TO BE DONE ::
Keep only the lines below that contain the word "lace", and copy each of them in full.

DATA IN THIS EXERCISE ::
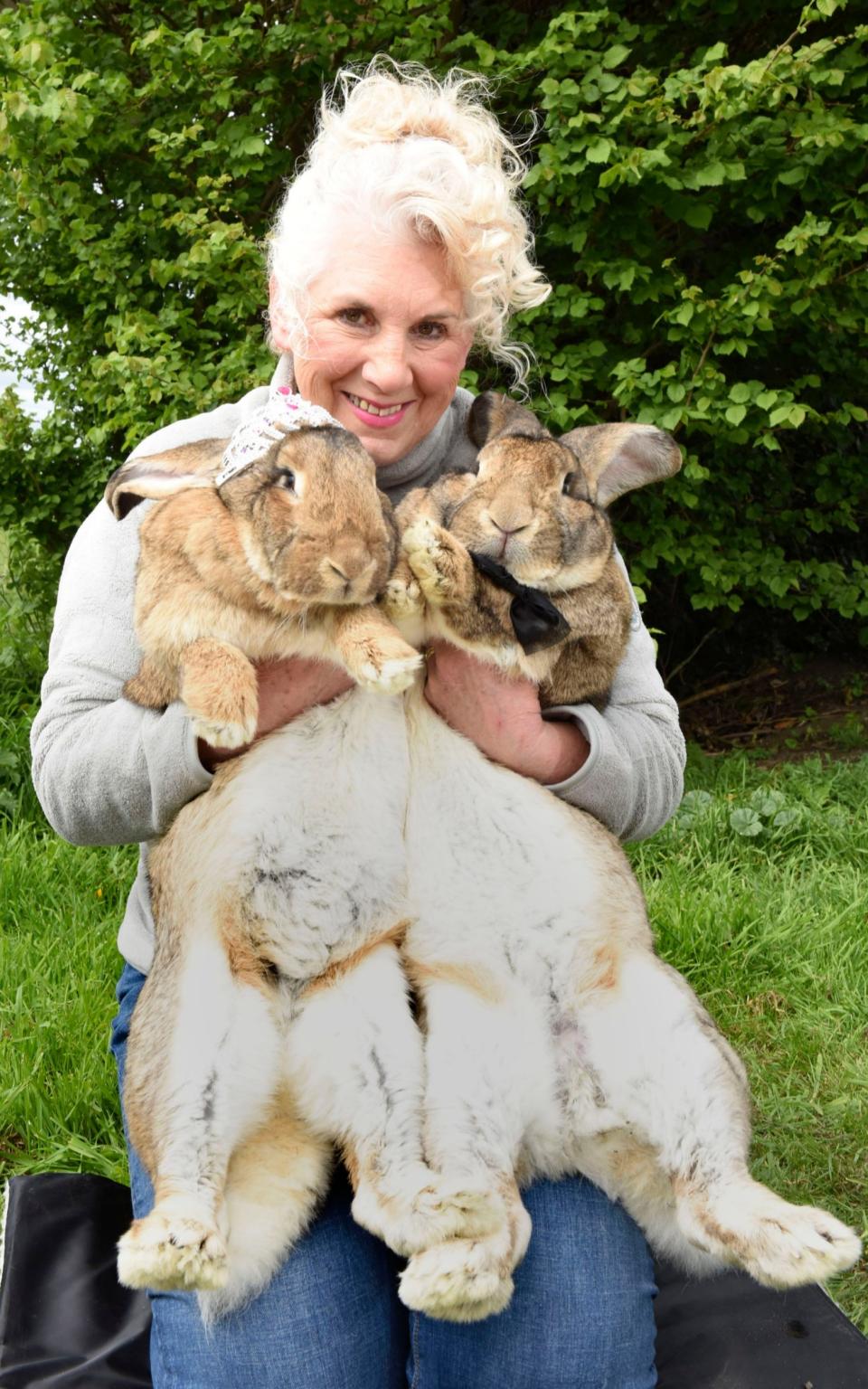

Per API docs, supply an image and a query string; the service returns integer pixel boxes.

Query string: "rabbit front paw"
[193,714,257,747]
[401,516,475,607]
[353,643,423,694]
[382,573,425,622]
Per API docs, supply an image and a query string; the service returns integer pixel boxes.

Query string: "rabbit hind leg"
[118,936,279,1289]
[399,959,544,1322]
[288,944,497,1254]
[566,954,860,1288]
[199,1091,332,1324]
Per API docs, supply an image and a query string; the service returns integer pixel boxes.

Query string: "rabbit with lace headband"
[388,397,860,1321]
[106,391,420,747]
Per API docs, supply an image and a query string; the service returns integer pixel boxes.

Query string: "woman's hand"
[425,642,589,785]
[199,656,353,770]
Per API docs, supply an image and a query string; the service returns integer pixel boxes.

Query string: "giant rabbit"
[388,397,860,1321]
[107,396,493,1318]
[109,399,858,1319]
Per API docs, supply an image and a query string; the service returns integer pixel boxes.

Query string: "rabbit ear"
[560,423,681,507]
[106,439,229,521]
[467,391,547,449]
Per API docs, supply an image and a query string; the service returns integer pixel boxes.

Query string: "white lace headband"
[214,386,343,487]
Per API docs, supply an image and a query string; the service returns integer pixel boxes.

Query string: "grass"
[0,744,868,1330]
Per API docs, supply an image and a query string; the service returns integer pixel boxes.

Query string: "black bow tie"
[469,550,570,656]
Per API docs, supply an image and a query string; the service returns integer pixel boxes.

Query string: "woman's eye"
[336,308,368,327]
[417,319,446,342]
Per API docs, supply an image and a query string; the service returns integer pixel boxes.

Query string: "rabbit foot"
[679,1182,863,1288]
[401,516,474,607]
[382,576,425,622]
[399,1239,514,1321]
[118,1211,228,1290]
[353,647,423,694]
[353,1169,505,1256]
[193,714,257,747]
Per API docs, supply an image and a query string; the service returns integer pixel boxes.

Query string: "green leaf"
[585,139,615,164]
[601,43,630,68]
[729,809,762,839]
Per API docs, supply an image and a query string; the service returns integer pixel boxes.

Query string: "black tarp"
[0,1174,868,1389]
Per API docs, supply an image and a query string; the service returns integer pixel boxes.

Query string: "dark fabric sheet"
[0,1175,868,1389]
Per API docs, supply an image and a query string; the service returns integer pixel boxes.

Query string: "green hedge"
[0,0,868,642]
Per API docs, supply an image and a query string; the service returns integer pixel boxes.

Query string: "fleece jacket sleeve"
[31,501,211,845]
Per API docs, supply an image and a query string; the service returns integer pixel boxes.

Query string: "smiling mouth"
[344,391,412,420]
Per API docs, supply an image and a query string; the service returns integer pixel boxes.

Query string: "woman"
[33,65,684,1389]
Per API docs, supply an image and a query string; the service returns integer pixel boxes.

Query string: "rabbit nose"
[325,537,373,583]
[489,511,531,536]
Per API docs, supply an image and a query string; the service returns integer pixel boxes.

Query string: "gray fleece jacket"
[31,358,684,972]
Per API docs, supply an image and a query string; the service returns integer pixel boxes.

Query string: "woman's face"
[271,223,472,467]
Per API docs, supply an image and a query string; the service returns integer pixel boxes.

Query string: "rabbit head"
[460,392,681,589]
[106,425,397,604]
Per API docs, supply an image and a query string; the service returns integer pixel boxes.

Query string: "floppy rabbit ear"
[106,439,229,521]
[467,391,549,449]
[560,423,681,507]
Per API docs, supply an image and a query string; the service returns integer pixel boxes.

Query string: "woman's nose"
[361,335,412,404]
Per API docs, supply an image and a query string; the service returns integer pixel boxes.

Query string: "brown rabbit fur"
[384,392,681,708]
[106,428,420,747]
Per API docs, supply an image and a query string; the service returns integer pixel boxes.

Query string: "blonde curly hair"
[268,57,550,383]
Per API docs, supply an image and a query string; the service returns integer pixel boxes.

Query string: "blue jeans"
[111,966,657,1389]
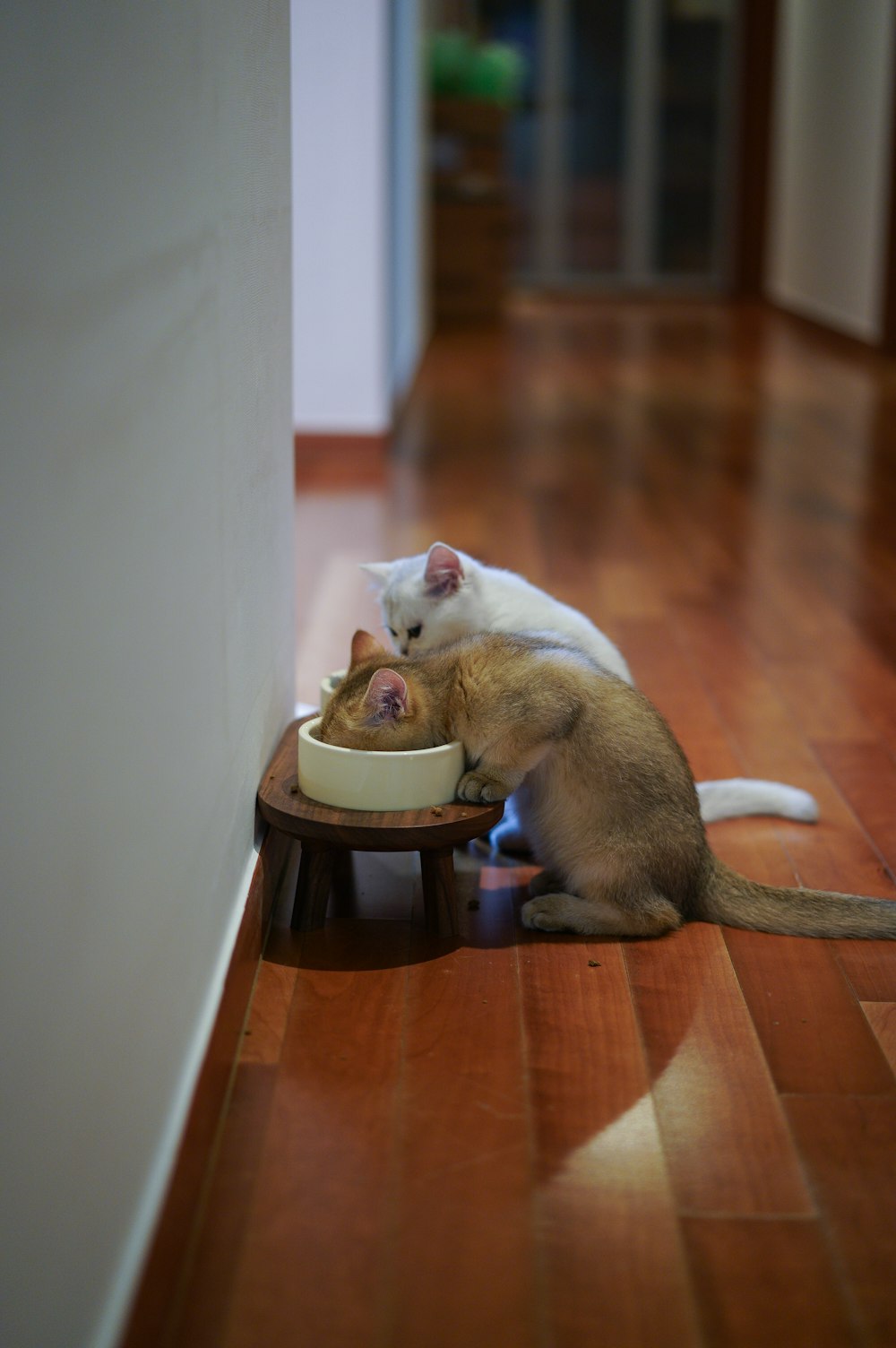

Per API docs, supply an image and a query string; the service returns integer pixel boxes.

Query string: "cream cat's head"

RESULT OF THIS EXERCISE ::
Query string: "rabbit with lace headband"
Query string: "white lace headband"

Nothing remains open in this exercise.